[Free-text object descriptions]
--- START ---
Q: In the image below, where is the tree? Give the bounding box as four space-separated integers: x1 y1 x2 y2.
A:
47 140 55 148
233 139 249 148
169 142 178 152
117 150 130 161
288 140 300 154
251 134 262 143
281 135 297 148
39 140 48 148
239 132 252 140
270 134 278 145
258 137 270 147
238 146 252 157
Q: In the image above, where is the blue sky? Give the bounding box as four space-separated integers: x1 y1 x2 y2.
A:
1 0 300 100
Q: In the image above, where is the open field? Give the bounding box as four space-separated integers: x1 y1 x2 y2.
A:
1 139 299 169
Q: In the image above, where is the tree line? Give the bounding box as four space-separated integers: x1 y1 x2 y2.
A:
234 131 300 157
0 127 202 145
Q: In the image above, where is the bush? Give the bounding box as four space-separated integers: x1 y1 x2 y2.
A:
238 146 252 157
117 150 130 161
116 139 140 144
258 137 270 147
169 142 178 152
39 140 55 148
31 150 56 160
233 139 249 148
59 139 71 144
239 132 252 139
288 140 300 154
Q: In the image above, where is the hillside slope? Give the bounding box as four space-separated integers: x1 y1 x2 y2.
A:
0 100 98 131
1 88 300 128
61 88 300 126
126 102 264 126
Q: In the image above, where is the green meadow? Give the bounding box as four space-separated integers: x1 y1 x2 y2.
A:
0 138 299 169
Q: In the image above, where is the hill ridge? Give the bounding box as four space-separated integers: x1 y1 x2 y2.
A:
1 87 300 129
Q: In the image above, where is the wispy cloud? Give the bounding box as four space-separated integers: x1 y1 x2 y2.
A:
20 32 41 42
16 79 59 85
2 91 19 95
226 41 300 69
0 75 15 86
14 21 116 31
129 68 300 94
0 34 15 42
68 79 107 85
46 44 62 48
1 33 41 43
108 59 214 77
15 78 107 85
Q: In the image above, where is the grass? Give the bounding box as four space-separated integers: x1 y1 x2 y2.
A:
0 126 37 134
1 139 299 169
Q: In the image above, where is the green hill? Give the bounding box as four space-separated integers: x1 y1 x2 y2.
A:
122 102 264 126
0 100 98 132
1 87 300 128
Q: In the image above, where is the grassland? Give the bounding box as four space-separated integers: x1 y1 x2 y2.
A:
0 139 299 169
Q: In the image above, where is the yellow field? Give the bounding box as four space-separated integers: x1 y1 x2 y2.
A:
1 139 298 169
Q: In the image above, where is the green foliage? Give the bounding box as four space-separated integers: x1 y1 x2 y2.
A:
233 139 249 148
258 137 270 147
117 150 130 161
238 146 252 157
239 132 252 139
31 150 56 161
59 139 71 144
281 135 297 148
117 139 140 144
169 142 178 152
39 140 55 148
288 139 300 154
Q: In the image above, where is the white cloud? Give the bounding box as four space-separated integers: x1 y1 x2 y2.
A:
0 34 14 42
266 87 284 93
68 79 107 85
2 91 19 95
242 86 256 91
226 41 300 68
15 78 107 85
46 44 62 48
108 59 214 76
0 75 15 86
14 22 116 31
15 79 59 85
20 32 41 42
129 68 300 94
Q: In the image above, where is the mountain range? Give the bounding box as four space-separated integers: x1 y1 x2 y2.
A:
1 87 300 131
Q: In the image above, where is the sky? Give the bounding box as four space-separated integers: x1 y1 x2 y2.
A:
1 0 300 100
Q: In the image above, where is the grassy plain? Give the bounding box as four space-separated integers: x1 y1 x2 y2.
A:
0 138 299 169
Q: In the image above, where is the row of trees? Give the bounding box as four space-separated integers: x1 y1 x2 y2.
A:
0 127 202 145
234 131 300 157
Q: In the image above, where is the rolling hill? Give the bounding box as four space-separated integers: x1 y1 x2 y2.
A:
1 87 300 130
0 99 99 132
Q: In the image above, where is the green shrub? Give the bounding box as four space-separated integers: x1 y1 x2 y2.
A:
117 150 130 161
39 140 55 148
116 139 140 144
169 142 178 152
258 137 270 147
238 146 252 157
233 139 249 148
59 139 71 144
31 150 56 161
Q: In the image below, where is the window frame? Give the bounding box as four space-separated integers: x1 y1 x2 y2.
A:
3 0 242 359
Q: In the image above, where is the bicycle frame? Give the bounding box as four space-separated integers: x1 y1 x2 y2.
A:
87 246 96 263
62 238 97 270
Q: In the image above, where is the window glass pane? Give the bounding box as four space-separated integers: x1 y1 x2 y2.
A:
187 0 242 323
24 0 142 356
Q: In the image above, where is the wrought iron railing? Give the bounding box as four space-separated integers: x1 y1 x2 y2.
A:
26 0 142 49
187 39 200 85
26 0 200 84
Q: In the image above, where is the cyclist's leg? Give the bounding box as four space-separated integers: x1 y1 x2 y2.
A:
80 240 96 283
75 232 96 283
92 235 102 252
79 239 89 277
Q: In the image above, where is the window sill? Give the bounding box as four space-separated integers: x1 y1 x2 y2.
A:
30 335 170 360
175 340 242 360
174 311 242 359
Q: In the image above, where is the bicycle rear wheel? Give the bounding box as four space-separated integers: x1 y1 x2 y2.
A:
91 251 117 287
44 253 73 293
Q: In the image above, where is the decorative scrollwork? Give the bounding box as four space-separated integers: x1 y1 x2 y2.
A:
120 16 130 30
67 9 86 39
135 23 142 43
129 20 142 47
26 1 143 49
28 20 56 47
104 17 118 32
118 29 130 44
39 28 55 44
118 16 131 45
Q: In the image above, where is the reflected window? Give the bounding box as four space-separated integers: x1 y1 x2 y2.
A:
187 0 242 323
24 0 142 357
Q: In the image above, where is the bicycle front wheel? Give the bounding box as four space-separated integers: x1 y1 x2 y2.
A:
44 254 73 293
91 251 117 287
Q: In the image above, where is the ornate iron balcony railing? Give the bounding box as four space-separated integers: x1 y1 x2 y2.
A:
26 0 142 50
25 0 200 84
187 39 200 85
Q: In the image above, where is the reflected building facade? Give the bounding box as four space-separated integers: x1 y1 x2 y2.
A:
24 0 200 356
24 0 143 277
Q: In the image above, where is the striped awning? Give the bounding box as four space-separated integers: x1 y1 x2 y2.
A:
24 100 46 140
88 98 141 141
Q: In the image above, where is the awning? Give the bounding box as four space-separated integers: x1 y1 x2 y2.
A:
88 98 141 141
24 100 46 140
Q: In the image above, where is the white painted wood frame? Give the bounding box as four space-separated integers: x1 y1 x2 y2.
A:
--- END ---
* _What the exercise asks_: Search the entries for the word "below" and pick out every line that holds it.

* _Answer section_:
Q: In the image below, where is the tree? Give the bounding box as four space-separated integers: x1 y1 x2 y2.
Q: In the image below, where is the window frame? Give the bounding box as four space-separated integers: x1 y1 x2 y2.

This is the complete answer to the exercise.